Convert every line of the items below into a Markdown table with the columns "Row" and "Item line", skipping blank lines. Number the rows in order under "Row" and place each line's text under "Item line".

## MATERIAL TO PROCESS
"""

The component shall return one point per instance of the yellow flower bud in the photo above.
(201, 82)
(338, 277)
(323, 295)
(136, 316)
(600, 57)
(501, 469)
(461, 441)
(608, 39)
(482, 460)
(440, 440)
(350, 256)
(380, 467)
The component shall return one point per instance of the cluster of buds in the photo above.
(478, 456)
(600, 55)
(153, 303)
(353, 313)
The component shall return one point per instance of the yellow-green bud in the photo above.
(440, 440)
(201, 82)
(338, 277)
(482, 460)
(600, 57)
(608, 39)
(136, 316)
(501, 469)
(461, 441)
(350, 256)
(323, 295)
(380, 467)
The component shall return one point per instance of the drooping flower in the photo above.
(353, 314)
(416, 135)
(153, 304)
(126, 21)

"""

## RESPONSE TO THIS EXERCISE
| Row | Item line |
|---|---|
| 1 | The component shall return one point per instance of the yellow flower bud in the photo above. |
| 2 | (201, 82) |
| 3 | (338, 277) |
| 4 | (323, 295) |
| 5 | (136, 316) |
| 6 | (600, 57) |
| 7 | (501, 469) |
| 8 | (461, 441) |
| 9 | (608, 39) |
| 10 | (482, 460) |
| 11 | (440, 440) |
| 12 | (350, 256) |
| 13 | (380, 467) |
| 14 | The component shall return one point per instance of the cluster of buds in the photo above. |
| 15 | (478, 456) |
| 16 | (600, 55) |
| 17 | (153, 303) |
| 18 | (353, 313) |
| 19 | The component shall return one point per instance of the yellow-green bud in the photo above. |
| 20 | (440, 440) |
| 21 | (201, 82) |
| 22 | (338, 277) |
| 23 | (482, 460) |
| 24 | (600, 57) |
| 25 | (608, 39) |
| 26 | (136, 316) |
| 27 | (501, 469) |
| 28 | (461, 441) |
| 29 | (350, 256) |
| 30 | (323, 295) |
| 31 | (380, 467) |
| 32 | The component shall return one point per instance of the drooping flower in the photo above. |
| 33 | (353, 314) |
| 34 | (416, 135) |
| 35 | (153, 304) |
| 36 | (126, 21) |